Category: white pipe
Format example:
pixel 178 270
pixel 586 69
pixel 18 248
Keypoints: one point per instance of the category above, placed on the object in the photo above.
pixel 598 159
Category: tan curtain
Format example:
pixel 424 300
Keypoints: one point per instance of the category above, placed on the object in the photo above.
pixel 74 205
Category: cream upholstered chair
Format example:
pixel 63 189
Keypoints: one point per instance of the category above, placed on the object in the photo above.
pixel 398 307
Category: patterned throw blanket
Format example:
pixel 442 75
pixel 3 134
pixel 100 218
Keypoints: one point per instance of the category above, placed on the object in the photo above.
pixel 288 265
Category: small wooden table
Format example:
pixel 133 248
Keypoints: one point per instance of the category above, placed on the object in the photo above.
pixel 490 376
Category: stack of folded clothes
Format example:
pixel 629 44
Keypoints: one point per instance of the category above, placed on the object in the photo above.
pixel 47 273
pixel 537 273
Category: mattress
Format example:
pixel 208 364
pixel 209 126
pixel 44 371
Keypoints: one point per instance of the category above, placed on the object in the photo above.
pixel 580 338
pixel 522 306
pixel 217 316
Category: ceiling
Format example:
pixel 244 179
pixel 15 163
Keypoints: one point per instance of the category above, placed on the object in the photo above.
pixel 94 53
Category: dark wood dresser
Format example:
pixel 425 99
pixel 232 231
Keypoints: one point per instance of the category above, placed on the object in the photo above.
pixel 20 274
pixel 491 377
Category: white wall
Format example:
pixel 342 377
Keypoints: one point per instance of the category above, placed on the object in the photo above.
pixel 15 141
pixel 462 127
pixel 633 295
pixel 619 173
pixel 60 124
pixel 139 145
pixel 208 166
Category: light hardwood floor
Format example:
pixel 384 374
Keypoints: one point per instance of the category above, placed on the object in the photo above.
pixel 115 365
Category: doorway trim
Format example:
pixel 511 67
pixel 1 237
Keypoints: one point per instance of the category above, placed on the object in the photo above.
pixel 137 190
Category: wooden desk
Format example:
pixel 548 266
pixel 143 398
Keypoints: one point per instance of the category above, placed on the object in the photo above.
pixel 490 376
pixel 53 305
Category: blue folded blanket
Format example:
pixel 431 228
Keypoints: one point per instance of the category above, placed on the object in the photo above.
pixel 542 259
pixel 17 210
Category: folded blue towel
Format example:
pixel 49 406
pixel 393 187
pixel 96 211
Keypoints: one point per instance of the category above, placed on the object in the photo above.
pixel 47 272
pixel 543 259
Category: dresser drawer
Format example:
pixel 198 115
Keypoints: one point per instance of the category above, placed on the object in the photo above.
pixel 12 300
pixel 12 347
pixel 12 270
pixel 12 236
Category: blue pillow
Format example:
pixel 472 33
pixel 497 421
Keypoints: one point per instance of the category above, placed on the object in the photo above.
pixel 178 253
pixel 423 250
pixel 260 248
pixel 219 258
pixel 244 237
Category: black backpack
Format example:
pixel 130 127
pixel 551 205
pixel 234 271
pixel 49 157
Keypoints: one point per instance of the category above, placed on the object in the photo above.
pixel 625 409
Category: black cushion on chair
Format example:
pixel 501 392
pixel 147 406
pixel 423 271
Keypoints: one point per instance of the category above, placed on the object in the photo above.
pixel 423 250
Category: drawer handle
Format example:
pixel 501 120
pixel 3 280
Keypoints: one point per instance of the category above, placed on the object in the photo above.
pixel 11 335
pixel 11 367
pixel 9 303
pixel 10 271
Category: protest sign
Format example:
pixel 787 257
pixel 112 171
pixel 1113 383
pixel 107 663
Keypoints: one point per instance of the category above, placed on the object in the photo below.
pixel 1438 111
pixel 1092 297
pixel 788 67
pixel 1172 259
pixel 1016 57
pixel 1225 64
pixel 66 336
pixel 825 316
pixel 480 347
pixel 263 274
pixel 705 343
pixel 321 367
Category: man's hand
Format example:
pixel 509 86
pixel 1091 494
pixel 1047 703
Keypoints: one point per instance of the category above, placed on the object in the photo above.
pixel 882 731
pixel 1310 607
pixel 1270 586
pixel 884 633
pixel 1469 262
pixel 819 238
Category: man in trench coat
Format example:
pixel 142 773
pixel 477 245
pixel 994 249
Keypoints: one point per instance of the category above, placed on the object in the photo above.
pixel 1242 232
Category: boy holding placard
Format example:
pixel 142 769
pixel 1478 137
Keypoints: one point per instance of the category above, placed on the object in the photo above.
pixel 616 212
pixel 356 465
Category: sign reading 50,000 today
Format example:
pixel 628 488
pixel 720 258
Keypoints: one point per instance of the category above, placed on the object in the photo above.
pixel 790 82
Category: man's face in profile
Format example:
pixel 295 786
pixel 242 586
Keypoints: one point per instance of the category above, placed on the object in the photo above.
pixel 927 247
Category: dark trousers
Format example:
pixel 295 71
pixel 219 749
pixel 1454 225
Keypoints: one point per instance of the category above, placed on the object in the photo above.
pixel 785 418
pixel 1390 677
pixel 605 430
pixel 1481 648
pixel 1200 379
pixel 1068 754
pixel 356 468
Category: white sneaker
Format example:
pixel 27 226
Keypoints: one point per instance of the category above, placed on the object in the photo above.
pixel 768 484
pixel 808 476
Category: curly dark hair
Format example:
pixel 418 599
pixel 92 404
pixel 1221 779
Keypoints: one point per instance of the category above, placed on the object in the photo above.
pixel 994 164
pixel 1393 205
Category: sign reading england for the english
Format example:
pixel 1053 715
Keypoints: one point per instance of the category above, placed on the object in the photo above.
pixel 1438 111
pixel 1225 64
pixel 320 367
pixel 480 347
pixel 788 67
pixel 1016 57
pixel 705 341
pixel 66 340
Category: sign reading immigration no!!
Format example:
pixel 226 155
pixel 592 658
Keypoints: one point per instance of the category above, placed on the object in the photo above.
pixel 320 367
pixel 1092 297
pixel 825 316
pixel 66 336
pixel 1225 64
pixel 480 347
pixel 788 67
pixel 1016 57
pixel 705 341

========================================

The problem:
Turn all the rows above into a numbered list with one line per item, and leave out any blank lines.

Worked answer:
1. Category: white pipe
2. Format example:
3. pixel 178 270
4. pixel 586 69
5. pixel 18 248
6. Keypoints: one point per instance of the category above, placed on the object in the photo above.
7. pixel 598 159
8. Category: tan curtain
9. Format example:
10. pixel 424 300
11. Keypoints: one point per instance of the category above, placed on the object in the photo above.
12. pixel 74 205
13. Category: cream upholstered chair
14. Format example:
15. pixel 63 189
16. Keypoints: one point per instance of the category above, placed on the object in the photo above.
17. pixel 398 307
18. Category: patterned throw blanket
19. Format example:
20. pixel 442 75
21. pixel 3 134
22. pixel 100 218
23. Keypoints: one point per instance of the category above, placed on the object in the photo above.
24. pixel 288 265
25. Category: small wooden table
26. Format example:
27. pixel 133 248
28. Keypoints: one point per instance of the category above, placed on the object in the photo above.
29. pixel 490 376
30. Category: stack of folded clothes
31. Format example:
32. pixel 629 44
33. Keypoints: one point per instance of the category above, placed on the object in the photo above.
34. pixel 47 273
35. pixel 537 273
36. Category: mattress
37. Format example:
38. pixel 208 364
39. pixel 209 126
40. pixel 44 371
41. Keypoints: one point per instance of the category above, placed on the object in the photo above.
42. pixel 580 338
43. pixel 522 306
44. pixel 217 316
45. Category: ceiling
46. Format example:
47. pixel 244 179
48. pixel 15 163
49. Keypoints: one point per instance of the category above, placed on the object in the photo above.
50. pixel 94 53
51. Category: dark wood dresser
52. Format example:
53. pixel 425 99
54. pixel 232 231
55. Keypoints: one point per instance of the category above, placed on the object in the photo above.
56. pixel 20 274
57. pixel 491 377
58. Category: white wall
59. Format example:
60. pixel 342 377
61. Keypoints: one point per instance of the category above, placed on the object in the photo above.
62. pixel 15 141
63. pixel 462 127
64. pixel 633 295
65. pixel 619 173
66. pixel 60 124
67. pixel 139 145
68. pixel 208 166
69. Category: light hardwood floor
70. Format example:
71. pixel 384 374
72. Keypoints: one point per instance of the category above, placed on the object in the photo above.
73. pixel 115 365
74. Category: doorway trim
75. Format example:
76. pixel 511 67
77. pixel 1 237
78. Keypoints: one point per instance of the category above, placed on the object in the photo above.
79. pixel 137 190
80. Category: wooden desk
81. Format example:
82. pixel 548 266
83. pixel 143 398
84. Keypoints: one point per instance of the category above, placed on the object in the photo above.
85. pixel 490 376
86. pixel 53 305
87. Category: blue folded blanket
88. Format example:
89. pixel 431 228
90. Keypoints: one point per instance of the category above, placed on the object in the photo above.
91. pixel 542 259
92. pixel 17 210
93. Category: folded blue towel
94. Format example:
95. pixel 49 406
96. pixel 393 187
97. pixel 96 211
98. Keypoints: one point per instance of the category above, placed on the object in the photo above.
99. pixel 47 272
100. pixel 543 259
101. Category: dresser drawer
102. Format example:
103. pixel 198 115
104. Keypoints: one point per instance of the category above, placed on the object in the photo above.
105. pixel 12 300
106. pixel 12 347
107. pixel 12 270
108. pixel 12 236
109. Category: blue pillow
110. Format example:
111. pixel 472 33
112. pixel 497 421
113. Keypoints: one point per instance of the category above, placed on the object in the photo above.
114. pixel 178 253
115. pixel 423 250
116. pixel 260 248
117. pixel 219 258
118. pixel 244 237
119. Category: black backpack
120. Format example:
121. pixel 130 127
122. pixel 551 205
123. pixel 234 271
124. pixel 49 157
125. Keypoints: one point per instance of the category above, placed on the object in the photo above.
126. pixel 625 409
127. Category: black cushion on chair
128. Format example:
129. pixel 501 392
130. pixel 147 406
131. pixel 423 271
132. Keypoints: one point per instance of the category above, placed on the object in the photo above.
133. pixel 423 250
134. Category: drawer handle
135. Format example:
136. pixel 501 120
137. pixel 3 280
138. Keypoints: one point per instance of the category above, placed on the object in the photo above.
139. pixel 11 335
140. pixel 11 367
141. pixel 9 303
142. pixel 10 271
143. Category: protest sign
144. Format example:
145. pixel 787 257
146. pixel 112 171
147. pixel 1113 383
148. pixel 107 663
149. Keypoints: one point per instance of the category above, placed on the object in the photo below.
150. pixel 1438 111
151. pixel 1092 297
152. pixel 788 67
153. pixel 1172 259
154. pixel 1016 57
155. pixel 1225 64
156. pixel 66 336
157. pixel 825 316
158. pixel 480 347
159. pixel 263 274
160. pixel 705 343
161. pixel 321 367
162. Category: man's hand
163. Format example:
164. pixel 509 86
165. pixel 1091 494
166. pixel 1047 703
167. Keypoints: one point per instance of the category above, placed on the object in the photo above.
168. pixel 882 731
169. pixel 1310 607
170. pixel 1270 586
171. pixel 884 633
172. pixel 1469 262
173. pixel 819 238
174. Category: man in trench coat
175. Format example:
176. pixel 142 773
177. pixel 477 245
178. pixel 994 249
179. Keypoints: one point per instance of the category above, placed on the object in the photo above.
180. pixel 1242 232
181. Category: boy holding placard
182. Format example:
183. pixel 142 769
184. pixel 1478 137
185. Keypoints: one point per instance of the category above, placed on the object in the photo above.
186. pixel 616 212
187. pixel 356 465
188. Category: sign reading 50,000 today
189. Format example:
190. pixel 628 488
191. pixel 720 258
192. Keypoints: one point per instance of the category above, placed on the object in the photo above.
193. pixel 790 82
194. Category: man's face in profile
195. Format example:
196. pixel 295 786
197. pixel 242 586
198. Keypoints: one point per instance of the category above, placed on the object in the photo above.
199. pixel 927 247
200. Category: dark trousers
201. Format example:
202. pixel 295 71
203. pixel 219 749
204. pixel 1454 225
205. Keypoints: one point per instance of the category above, placed on the object in the photo above.
206. pixel 785 418
207. pixel 1390 677
208. pixel 605 430
209. pixel 1481 648
210. pixel 1200 379
211. pixel 1068 754
212. pixel 356 468
213. Category: white sneaker
214. Format example:
215. pixel 27 226
216. Keypoints: one point per instance of the category above, placed on the object in the photo above.
217. pixel 768 484
218. pixel 808 476
219. Category: curly dark hair
220. Format example:
221. pixel 418 599
222. pixel 92 404
223. pixel 1221 779
224. Keypoints: one point per instance of the category above, placed on the object in the photo above.
225. pixel 994 164
226. pixel 1393 205
227. Category: sign reading england for the english
228. Format example:
229. pixel 1053 715
230. Keypoints: one point per instance of the category above, placed on the object in the photo above.
231. pixel 1438 111
232. pixel 1225 64
233. pixel 320 367
234. pixel 480 347
235. pixel 788 67
236. pixel 1016 57
237. pixel 705 341
238. pixel 66 340
239. Category: sign reading immigration no!!
240. Format example:
241. pixel 226 155
242. pixel 592 658
243. Keypoints: one point per instance of the category above, placed on the object in the photo above.
244. pixel 320 367
245. pixel 1092 297
246. pixel 825 316
247. pixel 66 336
248. pixel 1225 64
249. pixel 480 347
250. pixel 788 67
251. pixel 1016 57
252. pixel 705 341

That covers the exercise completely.